[Excerpts from point annotation data]
========

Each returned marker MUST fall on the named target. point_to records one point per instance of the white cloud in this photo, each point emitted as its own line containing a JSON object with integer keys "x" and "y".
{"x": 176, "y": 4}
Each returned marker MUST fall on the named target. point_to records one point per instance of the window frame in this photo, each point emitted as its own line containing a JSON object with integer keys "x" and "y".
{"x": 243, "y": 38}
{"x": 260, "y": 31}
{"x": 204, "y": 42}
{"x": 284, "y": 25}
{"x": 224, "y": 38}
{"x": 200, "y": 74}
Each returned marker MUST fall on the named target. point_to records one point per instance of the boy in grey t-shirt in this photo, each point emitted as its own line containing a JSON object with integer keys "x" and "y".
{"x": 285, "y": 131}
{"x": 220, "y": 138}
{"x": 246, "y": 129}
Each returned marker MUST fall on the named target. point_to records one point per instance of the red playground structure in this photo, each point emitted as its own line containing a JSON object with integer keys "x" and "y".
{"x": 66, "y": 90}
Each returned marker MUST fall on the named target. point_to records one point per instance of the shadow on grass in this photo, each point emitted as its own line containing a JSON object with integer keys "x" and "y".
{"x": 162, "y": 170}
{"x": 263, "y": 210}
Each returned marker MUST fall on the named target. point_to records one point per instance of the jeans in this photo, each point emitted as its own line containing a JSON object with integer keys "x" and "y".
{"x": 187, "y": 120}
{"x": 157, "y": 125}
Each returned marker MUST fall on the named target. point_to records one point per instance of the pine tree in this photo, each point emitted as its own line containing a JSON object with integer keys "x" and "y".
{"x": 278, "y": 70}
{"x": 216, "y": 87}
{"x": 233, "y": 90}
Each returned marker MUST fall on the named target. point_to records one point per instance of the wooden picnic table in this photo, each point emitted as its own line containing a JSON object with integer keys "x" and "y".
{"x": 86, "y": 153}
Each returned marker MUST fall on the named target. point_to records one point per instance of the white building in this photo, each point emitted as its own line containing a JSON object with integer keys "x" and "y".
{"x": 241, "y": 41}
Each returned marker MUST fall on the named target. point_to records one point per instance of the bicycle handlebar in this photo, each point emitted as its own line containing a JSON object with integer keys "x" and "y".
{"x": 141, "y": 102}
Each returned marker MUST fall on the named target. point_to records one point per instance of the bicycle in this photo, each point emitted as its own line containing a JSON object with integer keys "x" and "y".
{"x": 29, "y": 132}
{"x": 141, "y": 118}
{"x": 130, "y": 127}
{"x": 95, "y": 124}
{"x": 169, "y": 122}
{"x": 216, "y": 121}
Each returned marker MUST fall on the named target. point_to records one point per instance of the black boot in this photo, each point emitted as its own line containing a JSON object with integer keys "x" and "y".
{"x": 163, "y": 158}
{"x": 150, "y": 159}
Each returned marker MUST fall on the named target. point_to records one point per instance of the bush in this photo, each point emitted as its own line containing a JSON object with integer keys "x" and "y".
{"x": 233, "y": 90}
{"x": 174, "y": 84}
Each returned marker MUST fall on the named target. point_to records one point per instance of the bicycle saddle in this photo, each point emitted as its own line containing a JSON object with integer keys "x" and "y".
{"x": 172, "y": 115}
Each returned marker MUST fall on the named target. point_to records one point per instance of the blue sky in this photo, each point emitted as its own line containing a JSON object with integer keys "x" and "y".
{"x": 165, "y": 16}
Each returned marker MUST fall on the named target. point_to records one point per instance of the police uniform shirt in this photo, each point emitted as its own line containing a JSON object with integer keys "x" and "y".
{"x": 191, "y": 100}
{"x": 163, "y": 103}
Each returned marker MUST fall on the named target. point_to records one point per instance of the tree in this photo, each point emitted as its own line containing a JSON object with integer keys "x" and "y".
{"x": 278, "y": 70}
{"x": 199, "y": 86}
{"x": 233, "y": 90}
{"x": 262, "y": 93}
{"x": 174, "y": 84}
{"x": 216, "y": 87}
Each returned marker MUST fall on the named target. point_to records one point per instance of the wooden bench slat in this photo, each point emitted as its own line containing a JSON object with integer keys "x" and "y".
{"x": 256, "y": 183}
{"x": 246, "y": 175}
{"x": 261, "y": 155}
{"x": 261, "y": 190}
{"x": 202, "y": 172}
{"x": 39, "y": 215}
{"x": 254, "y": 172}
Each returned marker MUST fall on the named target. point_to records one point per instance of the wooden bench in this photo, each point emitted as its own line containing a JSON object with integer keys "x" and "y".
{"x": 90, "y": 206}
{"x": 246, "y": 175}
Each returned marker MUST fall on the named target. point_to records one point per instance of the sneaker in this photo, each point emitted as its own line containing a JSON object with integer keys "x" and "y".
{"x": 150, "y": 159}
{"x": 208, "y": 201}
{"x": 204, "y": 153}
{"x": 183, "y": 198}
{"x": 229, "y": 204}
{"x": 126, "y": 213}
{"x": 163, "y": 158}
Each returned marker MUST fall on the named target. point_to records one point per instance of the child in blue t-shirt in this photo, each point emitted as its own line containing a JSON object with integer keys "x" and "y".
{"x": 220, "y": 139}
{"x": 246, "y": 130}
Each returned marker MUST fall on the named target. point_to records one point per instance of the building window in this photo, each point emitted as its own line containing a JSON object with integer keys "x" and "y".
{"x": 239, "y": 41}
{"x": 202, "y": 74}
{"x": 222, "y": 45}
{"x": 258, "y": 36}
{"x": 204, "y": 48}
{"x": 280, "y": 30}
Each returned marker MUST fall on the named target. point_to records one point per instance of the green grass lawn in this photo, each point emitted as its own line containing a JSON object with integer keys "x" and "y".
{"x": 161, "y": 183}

========

WRITTEN REQUEST —
Transcribe all of the lines in the records precisely.

ANSWER TO THIS TASK —
Each returned marker MUST fall on the named target. point_to records one point per instance of the white cloud in this photo, each point emitted as its own line containing a JSON object with integer keys "x" and "y".
{"x": 176, "y": 4}
Each returned marker MUST fall on the named target. point_to records one point per instance of the window frame in this photo, each point emitted as its own line containing a JSON object with integer keys "x" and "y".
{"x": 243, "y": 38}
{"x": 260, "y": 31}
{"x": 204, "y": 42}
{"x": 284, "y": 25}
{"x": 224, "y": 38}
{"x": 200, "y": 74}
Each returned marker MUST fall on the named target. point_to records one point per instance of the boy in grey t-shirt in this photo, each point emitted as its own line containing a JSON object with integer keys "x" and "y".
{"x": 285, "y": 131}
{"x": 220, "y": 138}
{"x": 246, "y": 129}
Each returned marker MUST fall on the named target. point_to records one point per instance of the red playground structure in this photo, each point emitted as its own line containing a JSON object with integer keys "x" and "y".
{"x": 66, "y": 90}
Each returned marker MUST fall on the named target. point_to records one point per instance of the shadow on grass in this photo, each point emitted as its own line containing a JSON object with integer keys "x" and "y".
{"x": 162, "y": 170}
{"x": 263, "y": 210}
Each returned marker MUST fall on the named target. point_to records one point per instance of the jeans in this photo, each point emitted as its own line containing a JSON object with integer keys "x" and "y".
{"x": 187, "y": 120}
{"x": 157, "y": 125}
Each returned marker MUST fall on the named target. point_to records one point per instance of the pine tree in this photo, each point emitted as its own line containing a JSON object with integer keys "x" and "y".
{"x": 278, "y": 70}
{"x": 216, "y": 87}
{"x": 233, "y": 90}
Each returned marker MUST fall on the named target. point_to records one point per instance of the wooden picnic table in this photo, each point emitted as its own line containing a JSON object with integer keys "x" and "y".
{"x": 86, "y": 153}
Each returned marker MUST fall on the named target. point_to records one point per instance of the white building in this photo, each point emitted as its own line containing a JSON object with integer keys "x" and "y".
{"x": 241, "y": 41}
Each returned marker MUST fall on the named target. point_to records one point per instance of the bicycle handlebar in this photo, each point emitted as its own line containing a JSON object with integer keys "x" and "y".
{"x": 141, "y": 102}
Each returned marker MUST fall on the named target. point_to records one point per instance of the bicycle in this photo, each point emitted as its own line containing a JSON object with integer keys "x" and "y".
{"x": 29, "y": 132}
{"x": 141, "y": 118}
{"x": 130, "y": 127}
{"x": 95, "y": 124}
{"x": 169, "y": 122}
{"x": 216, "y": 121}
Each returned marker MUST fall on the named target. point_to records one point per instance of the black boot in this photo, each point emitted as its own line containing a JSON object with integer keys "x" and "y".
{"x": 163, "y": 158}
{"x": 150, "y": 159}
Each returned marker MUST fall on the named target. point_to records one point per instance of the bush in this photo, each point emitted as its own line containing a JSON object with integer keys "x" and "y".
{"x": 233, "y": 90}
{"x": 174, "y": 84}
Each returned marker MUST fall on the named target. point_to records one point per instance of the bicycle saddle in this photo, each point emitted as its own line containing a JSON object with integer keys "x" and "y".
{"x": 172, "y": 115}
Each returned marker MUST fall on the named target. point_to records one point per instance of the blue sky in this photo, each point emitted as its own line containing a JSON object with integer keys "x" and "y".
{"x": 165, "y": 16}
Each returned marker MUST fall on the named target. point_to records one point per instance of the police uniform shirt in this photo, each point emitted as its own line containing a JSON object with integer keys "x" and "y".
{"x": 191, "y": 100}
{"x": 163, "y": 103}
Each returned marker MUST fall on the named target. point_to records one point per instance of the tree in this photo, each point emitted as its own line containing a JSON object with integer keys "x" and "y".
{"x": 278, "y": 70}
{"x": 199, "y": 86}
{"x": 233, "y": 90}
{"x": 262, "y": 93}
{"x": 174, "y": 84}
{"x": 216, "y": 87}
Each returned marker MUST fall on the named target. point_to records one point per instance of the wooden bench slat in this photo, each point emitted as its own line containing a JSON object with integer keys "x" and "y".
{"x": 256, "y": 183}
{"x": 246, "y": 175}
{"x": 261, "y": 155}
{"x": 261, "y": 190}
{"x": 202, "y": 172}
{"x": 39, "y": 215}
{"x": 254, "y": 172}
Each returned marker MUST fall on the named target. point_to records one point per instance of the wooden bench in this photo, each point emitted as its own line containing a JSON object with integer keys "x" and "y".
{"x": 90, "y": 206}
{"x": 246, "y": 175}
Each returned marker MUST fall on the named target. point_to records one point per instance of the sneaker in this photo, each point emitted as its own line containing a JSON object with integer keys "x" and "y".
{"x": 150, "y": 159}
{"x": 208, "y": 201}
{"x": 204, "y": 153}
{"x": 183, "y": 198}
{"x": 229, "y": 204}
{"x": 126, "y": 213}
{"x": 163, "y": 158}
Each returned marker MUST fall on the named target. point_to records one point per instance of the child in blue t-shirt in this photo, each point emitted as its own line containing a JSON object with integer keys "x" and "y".
{"x": 220, "y": 139}
{"x": 246, "y": 130}
Each returned marker MUST fall on the named target. point_to records one point per instance of the building window in this photo, each point emitted as its own line containing a JSON object with integer keys "x" and "y".
{"x": 239, "y": 41}
{"x": 202, "y": 74}
{"x": 222, "y": 45}
{"x": 258, "y": 36}
{"x": 204, "y": 48}
{"x": 280, "y": 30}
Each returned marker MUST fall on the named target. point_to records one point per instance of the green grass lawn in this photo, each point emitted as its own line containing a JSON object with integer keys "x" and "y".
{"x": 161, "y": 183}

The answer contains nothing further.